Dataset entries:
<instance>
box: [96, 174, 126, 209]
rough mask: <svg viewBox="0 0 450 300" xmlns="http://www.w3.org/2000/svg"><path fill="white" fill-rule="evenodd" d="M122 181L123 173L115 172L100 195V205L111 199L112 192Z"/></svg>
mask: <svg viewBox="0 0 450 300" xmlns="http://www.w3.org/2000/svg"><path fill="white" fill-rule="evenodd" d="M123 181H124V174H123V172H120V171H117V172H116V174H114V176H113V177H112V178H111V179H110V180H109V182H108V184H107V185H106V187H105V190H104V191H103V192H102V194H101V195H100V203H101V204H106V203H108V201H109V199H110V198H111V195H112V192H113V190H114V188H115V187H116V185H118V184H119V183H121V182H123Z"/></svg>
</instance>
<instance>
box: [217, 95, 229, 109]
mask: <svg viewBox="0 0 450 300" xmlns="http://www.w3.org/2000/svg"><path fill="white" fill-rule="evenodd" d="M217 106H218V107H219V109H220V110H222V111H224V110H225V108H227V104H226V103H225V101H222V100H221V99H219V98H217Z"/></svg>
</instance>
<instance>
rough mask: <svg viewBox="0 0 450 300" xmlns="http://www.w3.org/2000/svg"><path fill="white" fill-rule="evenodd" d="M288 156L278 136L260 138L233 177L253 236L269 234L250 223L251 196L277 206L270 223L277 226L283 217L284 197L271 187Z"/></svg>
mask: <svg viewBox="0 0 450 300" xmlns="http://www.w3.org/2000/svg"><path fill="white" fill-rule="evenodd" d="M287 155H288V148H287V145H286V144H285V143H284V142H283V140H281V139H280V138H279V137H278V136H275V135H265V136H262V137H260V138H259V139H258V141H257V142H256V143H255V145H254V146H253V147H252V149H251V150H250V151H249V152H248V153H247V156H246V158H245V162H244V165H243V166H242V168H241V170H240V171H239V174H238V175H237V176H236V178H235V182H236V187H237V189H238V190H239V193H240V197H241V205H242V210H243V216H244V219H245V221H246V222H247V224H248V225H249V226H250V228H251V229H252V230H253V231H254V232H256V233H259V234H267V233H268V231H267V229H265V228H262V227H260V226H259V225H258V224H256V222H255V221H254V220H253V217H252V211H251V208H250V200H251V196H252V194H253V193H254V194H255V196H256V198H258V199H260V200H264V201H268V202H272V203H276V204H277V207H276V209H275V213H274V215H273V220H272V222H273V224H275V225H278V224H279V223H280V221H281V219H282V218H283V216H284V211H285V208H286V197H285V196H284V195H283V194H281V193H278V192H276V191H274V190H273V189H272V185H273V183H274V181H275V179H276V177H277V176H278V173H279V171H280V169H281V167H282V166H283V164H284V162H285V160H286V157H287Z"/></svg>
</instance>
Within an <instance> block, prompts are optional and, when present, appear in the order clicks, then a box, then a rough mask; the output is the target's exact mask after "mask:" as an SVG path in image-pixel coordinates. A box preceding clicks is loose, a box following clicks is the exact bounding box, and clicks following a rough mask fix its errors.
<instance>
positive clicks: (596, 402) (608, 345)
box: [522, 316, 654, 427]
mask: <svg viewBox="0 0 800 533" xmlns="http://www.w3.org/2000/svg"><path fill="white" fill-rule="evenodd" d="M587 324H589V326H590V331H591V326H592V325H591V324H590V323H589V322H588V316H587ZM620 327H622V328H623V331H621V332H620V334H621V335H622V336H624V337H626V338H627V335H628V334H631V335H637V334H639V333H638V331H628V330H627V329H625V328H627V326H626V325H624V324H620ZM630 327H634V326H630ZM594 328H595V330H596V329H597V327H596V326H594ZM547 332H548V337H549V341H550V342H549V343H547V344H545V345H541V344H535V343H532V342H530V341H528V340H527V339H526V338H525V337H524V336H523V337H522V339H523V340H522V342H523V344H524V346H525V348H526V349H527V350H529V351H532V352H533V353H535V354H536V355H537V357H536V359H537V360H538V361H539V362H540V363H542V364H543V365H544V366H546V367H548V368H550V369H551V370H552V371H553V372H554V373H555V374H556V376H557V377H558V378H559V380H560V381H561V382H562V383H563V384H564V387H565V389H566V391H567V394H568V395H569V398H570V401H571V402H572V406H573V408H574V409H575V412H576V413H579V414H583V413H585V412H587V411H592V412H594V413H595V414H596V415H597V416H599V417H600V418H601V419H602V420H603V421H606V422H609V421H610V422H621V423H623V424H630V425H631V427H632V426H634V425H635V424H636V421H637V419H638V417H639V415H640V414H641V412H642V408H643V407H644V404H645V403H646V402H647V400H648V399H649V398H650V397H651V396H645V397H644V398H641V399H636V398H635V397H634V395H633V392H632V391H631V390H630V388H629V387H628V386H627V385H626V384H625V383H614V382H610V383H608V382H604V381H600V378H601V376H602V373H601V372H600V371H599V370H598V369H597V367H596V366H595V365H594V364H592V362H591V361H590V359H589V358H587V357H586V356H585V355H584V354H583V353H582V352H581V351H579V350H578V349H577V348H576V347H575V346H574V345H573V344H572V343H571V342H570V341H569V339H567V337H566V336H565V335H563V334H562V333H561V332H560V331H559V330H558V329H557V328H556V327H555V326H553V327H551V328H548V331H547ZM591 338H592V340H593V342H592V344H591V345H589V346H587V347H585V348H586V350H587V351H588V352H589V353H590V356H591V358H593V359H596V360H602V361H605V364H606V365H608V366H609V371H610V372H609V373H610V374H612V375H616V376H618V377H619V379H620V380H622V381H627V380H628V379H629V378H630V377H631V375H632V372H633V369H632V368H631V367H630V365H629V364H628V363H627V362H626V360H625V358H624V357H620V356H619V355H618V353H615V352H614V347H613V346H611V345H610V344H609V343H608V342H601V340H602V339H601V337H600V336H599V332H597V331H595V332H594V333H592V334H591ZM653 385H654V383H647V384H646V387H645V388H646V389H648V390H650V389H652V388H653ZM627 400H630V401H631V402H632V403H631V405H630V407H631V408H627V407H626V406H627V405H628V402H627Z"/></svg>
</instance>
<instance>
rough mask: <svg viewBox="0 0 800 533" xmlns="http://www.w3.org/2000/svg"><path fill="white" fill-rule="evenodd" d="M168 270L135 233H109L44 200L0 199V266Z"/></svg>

= WORK ITEM =
Copy out every line of the data above exactly, with nothing changed.

= TASK ANSWER =
<instance>
box: [96, 174, 126, 209]
rough mask: <svg viewBox="0 0 450 300" xmlns="http://www.w3.org/2000/svg"><path fill="white" fill-rule="evenodd" d="M122 181L123 173L115 172L100 195V205L111 199L112 192Z"/></svg>
mask: <svg viewBox="0 0 450 300" xmlns="http://www.w3.org/2000/svg"><path fill="white" fill-rule="evenodd" d="M123 181H124V174H123V172H120V171H117V172H116V174H114V176H113V177H112V178H111V179H110V180H109V182H108V184H107V185H106V187H105V190H104V191H103V192H102V194H101V195H100V203H101V204H106V203H108V201H109V199H110V198H111V195H112V192H113V190H114V188H115V187H116V185H118V184H119V183H121V182H123Z"/></svg>
</instance>
<instance>
box: [217, 95, 229, 109]
mask: <svg viewBox="0 0 450 300" xmlns="http://www.w3.org/2000/svg"><path fill="white" fill-rule="evenodd" d="M217 106H218V107H219V109H220V110H222V111H224V110H225V108H227V104H226V103H225V101H222V100H221V99H219V98H217Z"/></svg>
</instance>
<instance>
rough mask: <svg viewBox="0 0 450 300" xmlns="http://www.w3.org/2000/svg"><path fill="white" fill-rule="evenodd" d="M288 156L278 136L260 138L233 177L253 236L269 234L250 223L251 196L277 206L270 223L277 226L283 217L284 197L271 187Z"/></svg>
mask: <svg viewBox="0 0 450 300" xmlns="http://www.w3.org/2000/svg"><path fill="white" fill-rule="evenodd" d="M287 155H288V148H287V145H286V144H285V143H284V142H283V140H281V139H280V138H279V137H278V136H275V135H265V136H262V137H260V138H259V139H258V141H257V142H256V143H255V145H254V146H253V147H252V149H251V150H250V151H249V152H248V153H247V156H246V158H245V162H244V165H243V166H242V168H241V170H240V171H239V174H238V175H237V176H236V178H235V182H236V187H237V189H238V190H239V193H240V197H241V205H242V210H243V216H244V219H245V221H246V222H247V224H248V225H249V226H250V228H251V229H252V230H253V231H254V232H256V233H259V234H267V233H268V231H267V229H265V228H262V227H260V226H259V225H258V224H256V222H255V221H254V220H253V217H252V211H251V208H250V200H251V196H252V194H253V193H254V194H255V196H256V198H258V199H260V200H264V201H268V202H272V203H276V204H277V207H276V209H275V213H274V215H273V220H272V222H273V224H275V225H278V224H279V223H280V221H281V219H282V218H283V216H284V211H285V208H286V197H285V196H284V195H283V194H281V193H278V192H276V191H274V190H273V189H272V185H273V183H274V181H275V179H276V177H277V176H278V173H279V171H280V169H281V167H282V166H283V164H284V162H285V160H286V157H287Z"/></svg>
</instance>
Within an <instance> block, prompts are optional and, when present, appear in the order clicks, then a box, then a rough mask; the output is the target's exact mask after "mask:" as an SVG path in image-pixel coordinates. A box preceding clicks is loose, a box following clicks is the exact bounding box, and clicks following a rough mask fix its errors.
<instance>
positive clicks: (596, 402) (608, 345)
box: [522, 316, 654, 427]
mask: <svg viewBox="0 0 800 533" xmlns="http://www.w3.org/2000/svg"><path fill="white" fill-rule="evenodd" d="M587 324H589V326H590V331H591V326H592V325H591V324H590V323H589V322H588V316H587ZM620 327H622V328H623V331H621V332H620V334H621V335H622V336H624V337H626V338H627V335H628V334H631V335H637V334H639V333H638V331H628V330H627V329H625V328H627V326H626V325H624V324H620ZM630 327H634V326H630ZM594 328H595V330H596V329H597V327H596V326H594ZM547 332H548V337H549V341H550V342H549V343H547V344H545V345H541V344H535V343H532V342H530V341H528V340H527V339H526V338H525V337H524V336H523V337H522V339H523V340H522V342H523V344H524V346H525V348H526V349H527V350H529V351H532V352H533V353H535V354H536V355H537V357H536V359H537V360H538V361H539V362H540V363H542V364H543V365H544V366H546V367H548V368H550V369H551V370H552V371H553V372H554V373H555V374H556V376H557V377H558V378H559V380H560V381H561V382H562V383H563V384H564V387H565V389H566V391H567V394H568V395H569V398H570V401H571V402H572V406H573V408H574V409H575V412H576V413H579V414H583V413H585V412H587V411H592V412H594V413H595V414H596V415H597V416H599V417H600V418H601V419H602V420H603V421H606V422H609V421H610V422H621V423H623V424H630V425H631V427H632V426H634V425H635V424H636V421H637V419H638V417H639V415H640V414H641V412H642V408H643V407H644V404H645V403H646V402H647V400H648V399H649V398H650V397H651V396H645V397H644V398H641V399H636V398H635V397H634V395H633V392H632V391H631V390H630V388H629V387H628V386H627V385H626V384H625V383H614V382H610V383H608V382H604V381H600V378H601V376H602V373H601V372H600V371H599V370H598V369H597V367H596V366H595V365H594V364H592V362H591V361H590V359H589V358H587V357H586V356H585V355H584V354H583V353H582V352H581V351H579V350H578V349H577V348H576V347H575V346H574V345H573V344H572V343H571V342H570V341H569V339H567V337H566V336H565V335H563V334H562V333H561V332H560V331H559V330H558V329H557V328H556V327H555V326H553V327H551V328H548V331H547ZM591 338H592V340H593V342H592V344H591V345H589V346H587V347H585V348H586V350H587V351H588V352H589V353H590V356H591V358H593V359H596V360H602V361H605V364H606V365H608V366H609V371H610V372H609V373H610V374H612V375H616V376H618V377H619V379H620V380H622V381H627V380H628V379H629V378H630V377H631V375H632V372H633V369H632V368H631V367H630V365H629V364H628V363H627V362H626V360H625V358H624V357H620V356H619V355H618V353H615V352H614V347H613V346H611V345H610V344H609V343H608V342H601V340H602V339H601V337H600V336H599V332H597V331H595V332H594V333H592V334H591ZM653 385H654V383H647V384H646V387H645V388H646V389H648V390H650V389H652V388H653ZM627 400H630V401H631V402H632V403H631V405H630V407H631V408H627V407H626V406H627V405H628V402H627Z"/></svg>
</instance>
<instance>
rough mask: <svg viewBox="0 0 800 533" xmlns="http://www.w3.org/2000/svg"><path fill="white" fill-rule="evenodd" d="M168 270L135 233H109L44 200L0 199V266Z"/></svg>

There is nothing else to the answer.